## Material provided

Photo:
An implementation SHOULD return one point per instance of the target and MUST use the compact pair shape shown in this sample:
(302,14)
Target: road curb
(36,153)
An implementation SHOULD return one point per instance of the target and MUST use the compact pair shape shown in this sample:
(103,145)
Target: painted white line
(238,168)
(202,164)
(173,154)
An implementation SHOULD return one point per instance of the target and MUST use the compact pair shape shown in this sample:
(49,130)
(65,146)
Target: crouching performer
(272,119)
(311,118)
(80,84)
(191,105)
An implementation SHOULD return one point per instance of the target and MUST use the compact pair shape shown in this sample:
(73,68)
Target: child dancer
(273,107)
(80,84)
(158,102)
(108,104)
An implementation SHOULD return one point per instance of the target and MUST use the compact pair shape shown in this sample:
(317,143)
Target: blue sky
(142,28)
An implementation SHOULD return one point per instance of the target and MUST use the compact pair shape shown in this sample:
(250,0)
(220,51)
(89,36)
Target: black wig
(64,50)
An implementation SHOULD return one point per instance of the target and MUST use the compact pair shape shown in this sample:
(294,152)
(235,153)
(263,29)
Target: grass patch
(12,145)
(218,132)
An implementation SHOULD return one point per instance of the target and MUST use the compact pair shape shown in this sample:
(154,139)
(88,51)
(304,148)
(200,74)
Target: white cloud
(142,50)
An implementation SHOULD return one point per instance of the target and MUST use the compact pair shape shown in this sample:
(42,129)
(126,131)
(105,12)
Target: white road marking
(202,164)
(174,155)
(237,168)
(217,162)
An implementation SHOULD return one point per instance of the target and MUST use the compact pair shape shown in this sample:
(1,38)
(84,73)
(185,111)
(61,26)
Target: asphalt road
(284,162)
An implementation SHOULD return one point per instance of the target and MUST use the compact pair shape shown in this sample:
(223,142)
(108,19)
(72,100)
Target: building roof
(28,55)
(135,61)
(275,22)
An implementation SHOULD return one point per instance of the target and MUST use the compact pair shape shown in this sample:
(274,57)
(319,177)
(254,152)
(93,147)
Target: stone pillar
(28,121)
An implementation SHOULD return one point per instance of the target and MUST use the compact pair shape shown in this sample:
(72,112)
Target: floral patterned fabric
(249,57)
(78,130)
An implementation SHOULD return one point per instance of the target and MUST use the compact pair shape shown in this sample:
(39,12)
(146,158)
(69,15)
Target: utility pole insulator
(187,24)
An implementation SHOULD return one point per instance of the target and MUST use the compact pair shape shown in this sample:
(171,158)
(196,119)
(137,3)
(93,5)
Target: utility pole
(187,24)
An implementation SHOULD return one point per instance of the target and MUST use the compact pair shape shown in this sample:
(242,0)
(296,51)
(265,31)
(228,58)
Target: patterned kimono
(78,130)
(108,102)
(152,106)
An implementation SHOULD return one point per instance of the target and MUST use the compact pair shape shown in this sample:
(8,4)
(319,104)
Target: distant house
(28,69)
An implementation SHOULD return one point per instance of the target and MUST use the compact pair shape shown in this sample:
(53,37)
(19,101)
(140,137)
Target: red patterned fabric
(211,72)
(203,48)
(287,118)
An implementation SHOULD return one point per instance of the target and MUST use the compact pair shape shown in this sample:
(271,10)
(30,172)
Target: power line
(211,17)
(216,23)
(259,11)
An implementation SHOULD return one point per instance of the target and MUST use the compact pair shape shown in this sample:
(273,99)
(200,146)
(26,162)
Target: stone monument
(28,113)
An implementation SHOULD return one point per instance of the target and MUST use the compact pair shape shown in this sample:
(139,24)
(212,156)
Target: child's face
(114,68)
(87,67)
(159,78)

## Task statement
Your task is to quote the listing above word for word.

## Output for this task
Photo:
An implementation SHOULD return one point per instance of the target and MUST use the compact pair shape shown in this sample:
(302,14)
Target: road curb
(36,153)
An implementation SHOULD return one point per instance of the target and MUST use the compact pair shape shown in this sample:
(103,145)
Target: painted white line
(238,168)
(202,164)
(173,154)
An implementation SHOULD return one point per instance of the target and MUST use the compact pair shape shown in this sample:
(49,130)
(65,146)
Target: crouching performer
(272,119)
(311,118)
(80,84)
(191,105)
An implementation SHOULD return one point per instance of the target and MUST use the compact pair shape shown in this sample:
(73,68)
Target: child dancer
(273,107)
(80,84)
(158,102)
(108,104)
An implementation SHOULD return one point per instance of the target and MUST use the compact pair shape shown in this sample:
(317,143)
Target: blue sky
(142,28)
An implementation SHOULD return one point per instance of the target and MUST use the compact pair shape shown in this sample:
(250,0)
(220,51)
(89,36)
Target: black wig
(64,50)
An implementation SHOULD return one point per instance of the target and MUST use the compact pair shape shown in this sample:
(294,152)
(235,153)
(263,29)
Target: grass patch
(12,145)
(218,132)
An implementation SHOULD return one point per instance of the target and MUST use the compact pair shape shown in this sample:
(154,139)
(88,51)
(304,148)
(200,74)
Target: white cloud
(142,50)
An implementation SHOULD return one point per instance of the target and MUST use the compact pair shape shown in this sample:
(42,129)
(126,131)
(105,12)
Target: white road marking
(202,164)
(174,155)
(237,168)
(217,162)
An implementation SHOULD return one point per instance of the target and MUST use the compact pair shape shown in this sample:
(1,38)
(84,73)
(185,111)
(61,26)
Target: asphalt road
(284,162)
An implementation SHOULD return one point per instance of the target and MUST use the compact pair shape shown in this sample:
(223,142)
(108,19)
(72,100)
Target: building roof
(28,55)
(135,61)
(275,22)
An implementation SHOULD return one point per instance of the target and MUST use the compact pair shape shown in this sample:
(274,57)
(319,177)
(254,152)
(93,147)
Target: stone pillar
(28,121)
An implementation SHOULD return one point per instance of the target and MUST use the compact pair shape shown in this sample:
(72,112)
Target: floral patterned fabric
(249,57)
(78,130)
An implementation SHOULD return one point per instance of the target and MUST use the compact pair shape shown in this sample:
(39,12)
(146,158)
(69,15)
Target: utility pole insulator
(187,24)
An implementation SHOULD return one point per instance of the target and MUST use the compact pair shape shown in this sample:
(171,158)
(196,119)
(137,3)
(93,5)
Target: utility pole
(187,24)
An implementation SHOULD return one point per instance of the target and MUST use the compact pair shape shown in this sample:
(242,0)
(296,51)
(265,31)
(228,58)
Target: patterned kimono
(78,130)
(108,102)
(152,106)
An implementation SHOULD return one point per instance of the target and MUST use the compact pair shape shown in this sample:
(8,4)
(319,104)
Target: distant house
(28,69)
An implementation SHOULD return one point per instance of the target and MUST use the compact pair shape shown in this sample:
(53,37)
(19,101)
(140,137)
Target: red patterned fabric
(211,72)
(203,48)
(287,118)
An implementation SHOULD return one point per instance of the target and MUST use the compact pair shape shown in this sample:
(271,10)
(30,172)
Target: power line
(211,17)
(216,23)
(259,11)
An implementation SHOULD return one point per instance of the target and MUST use the compact pair shape shown in this sample:
(273,99)
(200,146)
(26,162)
Target: stone monument
(28,113)
An implementation SHOULD return one point per instance of the target and MUST use the compact pair shape shown in this sample:
(139,24)
(212,156)
Target: child's face
(114,68)
(87,67)
(159,78)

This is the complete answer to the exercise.